● **Document segment**

START

A denormalised query result is quite adequate, if you plan to process the result set further – as is very often the case, e.g. when the result set is subsequently prepared for output to HTML / XML, or when the result set is used to populate data structures (objects / arrays / dictionaries / etc) in programming memory. But what if you want to export the result set directly to a flat format, such as a single CSV file? In this case, denormalised form is not ideal. It would be much better, if we could aggregate all that many-to-many data into a single result set containing no duplicate data, and if we could do that within a single SQL query.
This article presents an example of how to write such a query in MySQL – that is, a query that's able to aggregate complex many-to-many relationships, into a result set that can be exported directly to a single CSV file, with no additional processing necessary.
For this article, I've whipped up a simple little schema for a biographical database. The database contains, first and foremost, people. Each person has, as his/her core data: a person ID; a first name; a last name; and an e-mail address. Each person also optionally has some additional bio data, including: bio text; date of birth; and gender. Additionally, each person may have zero or more: profile pictures (with each picture consisting of a filepath, nothing else); web links (with each link consisting of a title and a URL); and tags (with each tag having a name, existing in a separate tags table, and being linked to people via a joining table). For the purposes of the example, we don't need anything more complex than that.
Here's the SQL to create the example schema:
CREATE TABLE person (
pid int(10) unsigned NOT NULL AUTO_INCREMENT,
firstname varchar(255) NOT NULL,
lastname varchar(255) NOT NULL,
email varchar(255) NOT NULL,
PRIMARY KEY (pid),
UNIQUE KEY email (email),
UNIQUE KEY firstname_lastname (firstname(100), lastname(100))
) ENGINE=MyISAM DEFAULT CHARSET=utf8 AUTO_INCREMENT=1;
CREATE TABLE tag (
tid int(10) unsigned NOT NULL AUTO_INCREMENT,
tagname varchar(255) NOT NULL,
PRIMARY KEY (tid),
UNIQUE KEY tagname (tagname)

END

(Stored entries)
START

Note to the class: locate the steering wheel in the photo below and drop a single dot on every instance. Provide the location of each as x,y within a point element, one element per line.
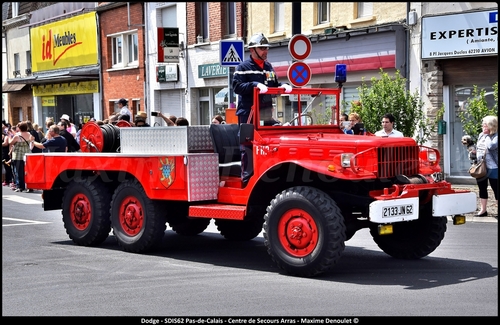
<point>307,121</point>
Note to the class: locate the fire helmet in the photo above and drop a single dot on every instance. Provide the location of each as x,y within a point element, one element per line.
<point>258,40</point>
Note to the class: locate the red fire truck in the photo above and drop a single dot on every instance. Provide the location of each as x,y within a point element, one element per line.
<point>312,187</point>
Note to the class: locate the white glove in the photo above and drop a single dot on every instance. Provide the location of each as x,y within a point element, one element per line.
<point>287,87</point>
<point>262,87</point>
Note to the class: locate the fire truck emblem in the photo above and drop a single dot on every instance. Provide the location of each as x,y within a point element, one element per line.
<point>167,170</point>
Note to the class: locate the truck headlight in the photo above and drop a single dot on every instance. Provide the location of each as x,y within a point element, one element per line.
<point>345,159</point>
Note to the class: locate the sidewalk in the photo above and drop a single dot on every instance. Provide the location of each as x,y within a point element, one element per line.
<point>491,207</point>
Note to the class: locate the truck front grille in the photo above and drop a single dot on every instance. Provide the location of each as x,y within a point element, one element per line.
<point>394,161</point>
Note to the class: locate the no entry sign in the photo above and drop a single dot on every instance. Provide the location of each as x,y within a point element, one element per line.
<point>299,74</point>
<point>299,47</point>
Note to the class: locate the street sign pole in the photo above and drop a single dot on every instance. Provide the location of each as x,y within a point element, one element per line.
<point>230,96</point>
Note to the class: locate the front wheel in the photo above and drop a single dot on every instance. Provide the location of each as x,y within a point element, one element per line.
<point>137,224</point>
<point>304,231</point>
<point>413,239</point>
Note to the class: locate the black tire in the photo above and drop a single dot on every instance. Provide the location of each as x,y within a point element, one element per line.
<point>85,212</point>
<point>190,227</point>
<point>298,213</point>
<point>240,229</point>
<point>137,223</point>
<point>413,239</point>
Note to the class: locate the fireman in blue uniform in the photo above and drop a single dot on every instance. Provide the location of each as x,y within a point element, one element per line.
<point>251,73</point>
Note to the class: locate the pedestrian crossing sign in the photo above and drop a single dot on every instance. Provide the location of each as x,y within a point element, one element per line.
<point>231,52</point>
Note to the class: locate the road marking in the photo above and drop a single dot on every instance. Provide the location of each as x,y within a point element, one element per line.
<point>20,199</point>
<point>24,222</point>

END

● **Written exercise A**
Rewrite the part of the MySQL article starting at "A denormalised query" and ending at "single SQL query.", putting "row set" wherever "result set" appears.
● **Written exercise B**
Give the lines of the listing again, starting at its first line and ending at the line containing "<point>312,187</point>", with their requests kept and 36 added to every coordinate in the answers. Leave the pictures out.
The MySQL article and the listing have no connection to each other.

● **Worked answer A**
A denormalised query result is quite adequate, if you plan to process the row set further – as is very often the case, e.g. when the row set is subsequently prepared for output to HTML / XML, or when the row set is used to populate data structures (objects / arrays / dictionaries / etc) in programming memory. But what if you want to export the row set directly to a flat format, such as a single CSV file? In this case, denormalised form is not ideal. It would be much better, if we could aggregate all that many-to-many data into a single row set containing no duplicate data, and if we could do that within a single SQL query.

● **Worked answer B**
Note to the class: locate the steering wheel in the photo below and drop a single dot on every instance. Provide the location of each as x,y within a point element, one element per line.
<point>343,157</point>
Note to the class: locate the fire helmet in the photo above and drop a single dot on every instance. Provide the location of each as x,y within a point element, one element per line.
<point>294,76</point>
Note to the class: locate the red fire truck in the photo above and drop a single dot on every instance. Provide the location of each as x,y within a point element, one element per line.
<point>348,223</point>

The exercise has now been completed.